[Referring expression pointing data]
>>>
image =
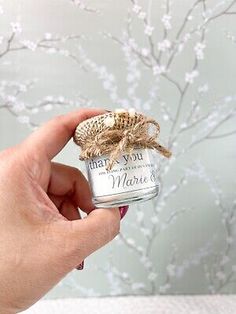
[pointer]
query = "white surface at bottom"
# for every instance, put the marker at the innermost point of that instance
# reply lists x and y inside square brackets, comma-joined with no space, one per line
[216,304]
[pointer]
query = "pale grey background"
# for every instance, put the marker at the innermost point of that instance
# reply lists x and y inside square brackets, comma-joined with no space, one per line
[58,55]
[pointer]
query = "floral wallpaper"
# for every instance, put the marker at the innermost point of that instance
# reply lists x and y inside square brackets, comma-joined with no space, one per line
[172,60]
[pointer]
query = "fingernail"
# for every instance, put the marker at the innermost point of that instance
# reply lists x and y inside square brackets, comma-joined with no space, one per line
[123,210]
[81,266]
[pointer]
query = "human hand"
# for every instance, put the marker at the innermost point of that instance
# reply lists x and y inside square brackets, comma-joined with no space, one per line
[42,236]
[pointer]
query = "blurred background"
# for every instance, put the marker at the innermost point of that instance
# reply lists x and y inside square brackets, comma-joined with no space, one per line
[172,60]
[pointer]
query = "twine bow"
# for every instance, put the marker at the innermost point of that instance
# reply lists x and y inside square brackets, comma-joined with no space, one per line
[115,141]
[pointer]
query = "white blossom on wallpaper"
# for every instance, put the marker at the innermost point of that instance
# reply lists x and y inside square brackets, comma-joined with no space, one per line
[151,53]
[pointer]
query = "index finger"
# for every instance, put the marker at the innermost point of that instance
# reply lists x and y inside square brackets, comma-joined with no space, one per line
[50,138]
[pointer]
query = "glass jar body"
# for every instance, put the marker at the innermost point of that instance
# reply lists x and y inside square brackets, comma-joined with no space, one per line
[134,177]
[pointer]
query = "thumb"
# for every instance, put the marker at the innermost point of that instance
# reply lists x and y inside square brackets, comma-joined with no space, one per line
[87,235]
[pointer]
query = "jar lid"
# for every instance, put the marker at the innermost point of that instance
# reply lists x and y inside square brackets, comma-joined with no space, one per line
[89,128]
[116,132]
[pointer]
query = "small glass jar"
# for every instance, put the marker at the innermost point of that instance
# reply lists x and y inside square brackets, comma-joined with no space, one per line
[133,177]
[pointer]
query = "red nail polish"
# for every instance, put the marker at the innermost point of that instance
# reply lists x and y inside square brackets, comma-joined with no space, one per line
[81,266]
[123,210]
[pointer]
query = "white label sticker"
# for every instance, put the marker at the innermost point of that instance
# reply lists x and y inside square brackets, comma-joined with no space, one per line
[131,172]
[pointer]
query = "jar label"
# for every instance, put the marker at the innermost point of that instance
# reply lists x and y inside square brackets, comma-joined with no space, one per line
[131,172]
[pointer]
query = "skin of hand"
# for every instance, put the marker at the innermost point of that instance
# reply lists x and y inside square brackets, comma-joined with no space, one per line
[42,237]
<<<
Work request =
If a line above contains the word "label", list it.

Response to this exercise =
query = "white label sticker"
query = "jar label"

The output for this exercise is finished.